과제
아래 기록 전체를 한 줄씩 번호 목록으로 바꿔 쓰고, 빈 줄은 넣지 마세요.

데이터 묶음:
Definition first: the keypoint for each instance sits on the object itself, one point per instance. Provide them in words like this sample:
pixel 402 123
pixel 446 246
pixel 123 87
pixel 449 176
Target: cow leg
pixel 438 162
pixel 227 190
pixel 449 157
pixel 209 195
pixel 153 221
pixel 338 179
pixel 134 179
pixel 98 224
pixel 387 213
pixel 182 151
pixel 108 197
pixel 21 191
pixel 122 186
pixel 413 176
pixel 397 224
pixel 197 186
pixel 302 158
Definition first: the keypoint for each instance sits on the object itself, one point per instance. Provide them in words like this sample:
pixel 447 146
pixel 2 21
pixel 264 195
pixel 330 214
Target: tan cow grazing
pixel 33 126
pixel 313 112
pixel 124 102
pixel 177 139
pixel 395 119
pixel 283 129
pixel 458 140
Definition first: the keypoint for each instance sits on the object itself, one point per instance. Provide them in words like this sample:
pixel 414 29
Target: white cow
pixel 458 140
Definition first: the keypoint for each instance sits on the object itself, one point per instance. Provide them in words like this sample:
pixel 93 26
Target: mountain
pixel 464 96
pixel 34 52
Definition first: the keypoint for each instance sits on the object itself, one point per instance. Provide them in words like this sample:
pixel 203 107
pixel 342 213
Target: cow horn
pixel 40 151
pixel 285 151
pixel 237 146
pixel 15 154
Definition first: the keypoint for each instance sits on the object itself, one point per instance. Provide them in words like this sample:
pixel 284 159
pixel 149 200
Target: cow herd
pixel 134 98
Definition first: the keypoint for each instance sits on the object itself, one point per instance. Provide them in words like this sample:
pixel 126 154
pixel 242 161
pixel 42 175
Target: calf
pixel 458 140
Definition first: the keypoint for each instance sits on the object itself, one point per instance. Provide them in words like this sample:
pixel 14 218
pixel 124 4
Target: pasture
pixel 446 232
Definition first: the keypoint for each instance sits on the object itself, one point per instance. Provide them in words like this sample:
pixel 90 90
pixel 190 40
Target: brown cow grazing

답변
1. Definition first: the keypoint for each instance sits on the object itself, one point per instance. Provide them in words like this sample:
2. pixel 402 123
3. pixel 446 246
4. pixel 123 87
5. pixel 449 176
6. Target: cow leg
7. pixel 438 162
8. pixel 227 190
9. pixel 449 157
10. pixel 209 195
11. pixel 153 221
12. pixel 338 179
13. pixel 134 179
14. pixel 98 224
15. pixel 387 213
16. pixel 182 151
17. pixel 108 197
18. pixel 21 191
19. pixel 122 186
20. pixel 413 176
21. pixel 397 224
22. pixel 197 186
23. pixel 302 158
24. Definition first: the keypoint for each instance sits on the object itself, one point per instance. Provide them in words like this sample:
25. pixel 447 146
26. pixel 2 21
27. pixel 264 195
28. pixel 330 214
29. Target: tan cow grazing
30. pixel 33 126
31. pixel 313 112
32. pixel 124 102
33. pixel 177 139
34. pixel 395 119
35. pixel 283 129
36. pixel 458 140
37. Definition first: the keypoint for each instance sits on the object itself, one point per instance. Provide them in words like this sample:
38. pixel 414 29
39. Target: white cow
40. pixel 458 140
41. Definition first: the keypoint for each instance sits on the object itself, one point per instance. Provide them in words like this sample:
42. pixel 93 26
43. Target: mountain
44. pixel 464 96
45. pixel 34 52
46. Definition first: the keypoint for each instance sits on the object itself, one point per instance. Provide them in words like this sample:
47. pixel 203 107
48. pixel 342 213
49. Target: cow horn
50. pixel 40 151
51. pixel 285 151
52. pixel 237 146
53. pixel 15 154
54. Definition first: the keypoint for each instance sits on the object itself, one point per instance. Provide them in words like this sample:
55. pixel 284 159
56. pixel 149 200
57. Target: cow herd
58. pixel 134 98
59. Definition first: the keypoint for each instance sits on the object itself, one point per instance. Provide them in words like this sample:
60. pixel 126 154
61. pixel 242 161
62. pixel 42 175
63. Target: calf
64. pixel 458 140
65. Definition first: the keypoint for each instance sits on the object itself, one point per instance. Provide them in words like this sample:
66. pixel 14 218
67. pixel 124 4
68. Target: pasture
69. pixel 446 232
70. Definition first: the keypoint for each instance sits on the object itself, one point per instance. Provide them in words like this sample:
71. pixel 90 90
72. pixel 190 40
73. Target: brown cow grazing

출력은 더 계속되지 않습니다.